:: Page text
Single by Pop Smoke

from the album Boogie
- Released: February 26, 2021
- Genre: Drill
- Length: 2:51
- Label: Victor Victor; Republic;
- Songwriters: Bashar Jackson; Andre Loblack; Ricardo Lamarre; Steven Victor;
- Producers: 808Melo; Rico Beats;

Pop Smoke singles chronology
| "Hello" (2021) | "AP" (2021) | "Mr. Jones" (2021) |

= AP (song) =

2021 single by Pop Smoke

"AP" is a song by American rapper Pop Smoke. It was released on February 26, 2021, through Victor Victor Worldwide and Republic Records. It is the lead single from the Boogie soundtrack, in which Pop Smoke stars.

==Background and release==
The song first originated as a collaboration with Rich the Kid, who previewed the song in April 2020 when it was called "Nikes". On February 25, 2021, Victor Victor Worldwide and Republic Records announced the song would be the lead single from the Boogie soundtrack. It was released on February 26, 2021.

==Music and lyrics==
Musically, "AP" is a drill track. Aleia Woods from XXL stated that the track consists of "Pop Smoke's signature grit and growl over a grim and bass-heavy beat". Wongo Okon of Uproxx wrote Pop Smoke "flaunts his lavish lifestyle and raps about his jewelry, money, and more". Pop Smoke raps on the hook: "AP, Spicy/I bust a check in my Nikes. Am I a killa? Might be/Two tone, icy."

==Promotion==
The lyric video for "AP" shows footage from the movie of Pop Smoke as well as behind-the-scenes photos.
::::
— Challenge A —
According to the page text about the song "AP," what was the song called when Rich the Kid previewed it in April 2020?
— Challenge B —
From the records below, rewrite the lines starting with the line containing "segment --target wristwatch" and going on through the line containing "Give the mask of every instance of the wristwatch.", with "hole" replaced by "gap" and everything else left unchanged. Give only those lines.
:: Exercise materials
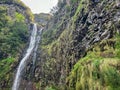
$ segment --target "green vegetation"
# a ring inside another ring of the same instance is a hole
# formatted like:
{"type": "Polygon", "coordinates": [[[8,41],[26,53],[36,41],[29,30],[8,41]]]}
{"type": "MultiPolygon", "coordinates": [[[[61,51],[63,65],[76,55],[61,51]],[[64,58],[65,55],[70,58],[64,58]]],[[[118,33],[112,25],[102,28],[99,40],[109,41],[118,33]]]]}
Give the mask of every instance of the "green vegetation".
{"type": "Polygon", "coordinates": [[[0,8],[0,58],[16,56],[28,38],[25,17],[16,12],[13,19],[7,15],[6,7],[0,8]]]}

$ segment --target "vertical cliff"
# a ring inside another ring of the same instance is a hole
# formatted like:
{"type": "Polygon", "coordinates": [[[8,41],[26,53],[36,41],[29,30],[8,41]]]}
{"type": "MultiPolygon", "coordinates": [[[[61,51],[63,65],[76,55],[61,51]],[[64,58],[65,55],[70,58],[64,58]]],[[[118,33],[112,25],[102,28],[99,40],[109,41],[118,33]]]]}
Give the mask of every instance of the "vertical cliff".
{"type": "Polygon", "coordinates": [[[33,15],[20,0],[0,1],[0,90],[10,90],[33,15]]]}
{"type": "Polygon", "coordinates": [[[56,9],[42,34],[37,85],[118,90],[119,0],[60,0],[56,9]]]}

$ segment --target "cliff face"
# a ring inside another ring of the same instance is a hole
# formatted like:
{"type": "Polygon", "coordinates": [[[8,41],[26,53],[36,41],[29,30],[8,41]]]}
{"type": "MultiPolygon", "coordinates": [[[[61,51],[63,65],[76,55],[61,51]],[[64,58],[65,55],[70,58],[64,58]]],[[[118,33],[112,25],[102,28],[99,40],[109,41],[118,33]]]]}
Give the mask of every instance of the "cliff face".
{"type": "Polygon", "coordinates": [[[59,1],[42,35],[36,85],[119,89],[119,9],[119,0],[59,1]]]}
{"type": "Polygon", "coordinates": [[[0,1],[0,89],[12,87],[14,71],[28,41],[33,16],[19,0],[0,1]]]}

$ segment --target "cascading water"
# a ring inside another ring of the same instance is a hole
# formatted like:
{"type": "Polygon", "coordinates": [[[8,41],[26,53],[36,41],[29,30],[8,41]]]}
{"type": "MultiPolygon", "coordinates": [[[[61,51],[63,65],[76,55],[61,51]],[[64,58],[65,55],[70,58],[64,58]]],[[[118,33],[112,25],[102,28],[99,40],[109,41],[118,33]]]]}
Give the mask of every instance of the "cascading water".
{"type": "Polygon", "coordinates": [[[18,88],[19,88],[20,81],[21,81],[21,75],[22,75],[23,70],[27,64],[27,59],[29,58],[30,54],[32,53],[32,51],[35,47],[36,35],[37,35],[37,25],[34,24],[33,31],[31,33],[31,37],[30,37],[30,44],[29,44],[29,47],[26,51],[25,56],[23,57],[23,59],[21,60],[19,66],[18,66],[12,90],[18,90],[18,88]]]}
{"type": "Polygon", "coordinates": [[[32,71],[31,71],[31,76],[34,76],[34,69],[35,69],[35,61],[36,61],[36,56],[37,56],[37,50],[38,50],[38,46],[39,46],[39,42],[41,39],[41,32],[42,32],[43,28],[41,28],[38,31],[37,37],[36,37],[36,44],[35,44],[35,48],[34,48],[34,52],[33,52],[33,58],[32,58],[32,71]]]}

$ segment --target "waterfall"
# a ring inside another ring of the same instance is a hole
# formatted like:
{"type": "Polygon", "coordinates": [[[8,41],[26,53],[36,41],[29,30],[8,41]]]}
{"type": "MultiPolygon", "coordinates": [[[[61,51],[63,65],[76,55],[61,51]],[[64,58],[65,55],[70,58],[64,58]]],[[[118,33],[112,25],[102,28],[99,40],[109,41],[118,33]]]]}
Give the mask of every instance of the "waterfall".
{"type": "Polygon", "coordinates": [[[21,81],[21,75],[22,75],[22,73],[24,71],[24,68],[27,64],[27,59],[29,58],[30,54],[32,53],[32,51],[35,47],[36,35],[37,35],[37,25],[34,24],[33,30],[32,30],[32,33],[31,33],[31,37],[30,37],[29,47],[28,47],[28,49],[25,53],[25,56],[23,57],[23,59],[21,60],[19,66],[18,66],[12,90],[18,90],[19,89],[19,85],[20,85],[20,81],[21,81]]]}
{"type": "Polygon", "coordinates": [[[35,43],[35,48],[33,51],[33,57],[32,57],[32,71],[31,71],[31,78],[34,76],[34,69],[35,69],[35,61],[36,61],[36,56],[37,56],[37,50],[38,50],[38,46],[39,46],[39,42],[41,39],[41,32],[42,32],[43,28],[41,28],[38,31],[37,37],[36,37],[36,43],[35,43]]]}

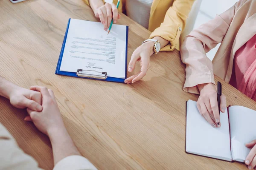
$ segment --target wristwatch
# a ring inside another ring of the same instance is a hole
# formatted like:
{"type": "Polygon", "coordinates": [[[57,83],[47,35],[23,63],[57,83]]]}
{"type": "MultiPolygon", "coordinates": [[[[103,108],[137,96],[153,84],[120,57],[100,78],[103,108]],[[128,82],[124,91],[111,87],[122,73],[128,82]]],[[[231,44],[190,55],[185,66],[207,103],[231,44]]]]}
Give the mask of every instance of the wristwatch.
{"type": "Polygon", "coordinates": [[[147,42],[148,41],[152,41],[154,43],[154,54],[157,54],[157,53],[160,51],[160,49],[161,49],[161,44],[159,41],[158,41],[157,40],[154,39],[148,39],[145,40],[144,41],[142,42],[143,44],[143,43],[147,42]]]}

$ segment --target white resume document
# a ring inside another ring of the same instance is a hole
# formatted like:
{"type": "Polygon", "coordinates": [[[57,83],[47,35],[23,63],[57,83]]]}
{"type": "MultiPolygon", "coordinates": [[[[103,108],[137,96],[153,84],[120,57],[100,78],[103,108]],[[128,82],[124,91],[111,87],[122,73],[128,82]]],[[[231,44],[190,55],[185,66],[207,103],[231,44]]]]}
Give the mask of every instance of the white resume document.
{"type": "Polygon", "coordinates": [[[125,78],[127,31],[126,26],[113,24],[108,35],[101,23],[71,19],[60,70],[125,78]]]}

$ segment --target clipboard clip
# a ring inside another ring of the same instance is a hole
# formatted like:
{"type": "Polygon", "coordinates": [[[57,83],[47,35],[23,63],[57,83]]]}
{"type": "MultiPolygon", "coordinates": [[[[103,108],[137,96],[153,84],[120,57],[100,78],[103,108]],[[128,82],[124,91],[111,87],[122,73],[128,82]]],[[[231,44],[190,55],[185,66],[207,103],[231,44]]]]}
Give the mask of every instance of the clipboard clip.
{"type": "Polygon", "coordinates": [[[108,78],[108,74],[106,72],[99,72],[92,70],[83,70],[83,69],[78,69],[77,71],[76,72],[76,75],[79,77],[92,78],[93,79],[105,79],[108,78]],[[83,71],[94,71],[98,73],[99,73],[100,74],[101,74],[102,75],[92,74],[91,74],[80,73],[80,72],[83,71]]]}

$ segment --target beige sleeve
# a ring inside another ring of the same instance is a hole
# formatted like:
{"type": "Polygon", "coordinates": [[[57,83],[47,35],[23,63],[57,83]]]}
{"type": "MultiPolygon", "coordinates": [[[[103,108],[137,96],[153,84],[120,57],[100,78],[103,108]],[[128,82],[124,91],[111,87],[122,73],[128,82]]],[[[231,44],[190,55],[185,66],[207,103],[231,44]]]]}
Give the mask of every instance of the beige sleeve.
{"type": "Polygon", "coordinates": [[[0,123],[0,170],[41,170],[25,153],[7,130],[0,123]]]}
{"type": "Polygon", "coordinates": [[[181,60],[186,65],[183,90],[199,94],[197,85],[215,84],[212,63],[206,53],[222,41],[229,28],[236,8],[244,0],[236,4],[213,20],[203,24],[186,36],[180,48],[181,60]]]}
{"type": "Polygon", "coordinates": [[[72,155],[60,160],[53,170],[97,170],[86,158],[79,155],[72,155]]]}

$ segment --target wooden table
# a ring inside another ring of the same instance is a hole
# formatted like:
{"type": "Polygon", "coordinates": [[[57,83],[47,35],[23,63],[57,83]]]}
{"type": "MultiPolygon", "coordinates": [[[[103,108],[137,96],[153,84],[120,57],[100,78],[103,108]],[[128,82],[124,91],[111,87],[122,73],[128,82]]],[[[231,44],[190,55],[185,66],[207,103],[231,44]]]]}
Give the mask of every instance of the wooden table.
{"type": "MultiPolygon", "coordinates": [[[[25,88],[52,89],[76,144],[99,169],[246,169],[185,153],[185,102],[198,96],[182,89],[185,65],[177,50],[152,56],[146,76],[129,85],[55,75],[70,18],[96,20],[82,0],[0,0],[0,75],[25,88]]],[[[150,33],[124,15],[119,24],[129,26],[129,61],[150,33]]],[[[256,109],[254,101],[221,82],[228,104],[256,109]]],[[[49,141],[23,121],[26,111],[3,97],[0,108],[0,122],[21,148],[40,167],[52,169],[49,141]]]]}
::::
:: Exercise materials
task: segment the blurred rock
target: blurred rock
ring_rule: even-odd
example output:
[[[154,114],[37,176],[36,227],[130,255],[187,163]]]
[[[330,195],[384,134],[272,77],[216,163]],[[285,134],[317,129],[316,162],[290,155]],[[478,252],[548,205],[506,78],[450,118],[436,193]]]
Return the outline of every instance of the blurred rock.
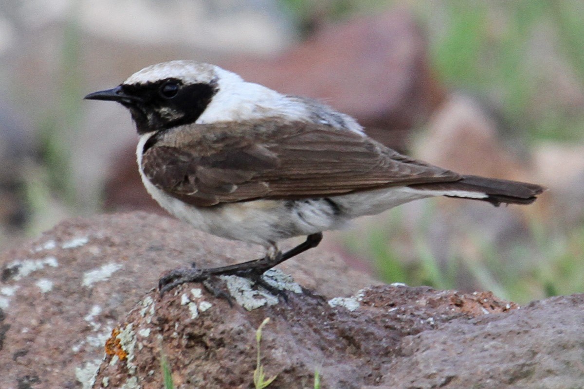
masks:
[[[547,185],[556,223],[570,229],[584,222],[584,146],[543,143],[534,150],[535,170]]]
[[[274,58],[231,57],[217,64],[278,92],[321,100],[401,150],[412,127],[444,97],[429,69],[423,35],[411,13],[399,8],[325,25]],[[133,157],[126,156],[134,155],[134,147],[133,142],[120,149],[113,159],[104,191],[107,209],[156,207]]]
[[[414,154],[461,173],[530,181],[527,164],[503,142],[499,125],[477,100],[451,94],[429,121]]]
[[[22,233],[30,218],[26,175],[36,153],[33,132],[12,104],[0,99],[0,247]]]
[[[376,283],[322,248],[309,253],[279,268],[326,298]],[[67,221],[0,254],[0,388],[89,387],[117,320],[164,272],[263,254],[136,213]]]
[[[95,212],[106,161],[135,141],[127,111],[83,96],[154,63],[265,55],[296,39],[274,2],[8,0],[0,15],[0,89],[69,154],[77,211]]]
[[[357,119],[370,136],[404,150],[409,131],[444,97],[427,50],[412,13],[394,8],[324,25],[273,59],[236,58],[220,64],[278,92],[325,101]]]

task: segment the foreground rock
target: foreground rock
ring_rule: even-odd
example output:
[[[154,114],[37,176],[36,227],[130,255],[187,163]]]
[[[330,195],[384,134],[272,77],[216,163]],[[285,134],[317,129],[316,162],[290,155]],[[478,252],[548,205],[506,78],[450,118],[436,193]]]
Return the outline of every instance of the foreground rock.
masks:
::::
— Finished answer A —
"Nikes"

— Finished answer B —
$ segment --target wristwatch
# a ring inside another ring of the same instance is a gap
# formatted like:
{"type": "Polygon", "coordinates": [[[57,83],[47,35],[23,63],[57,83]]]}
{"type": "MultiPolygon", "coordinates": [[[[103,108],[137,96],[153,84],[120,57],[100,78],[103,108]],[[128,82],[124,91],[111,87],[122,73],[128,82]]],[[[231,44],[190,55],[185,66],[207,103],[231,44]]]]}
Give the mask of every instance of the wristwatch.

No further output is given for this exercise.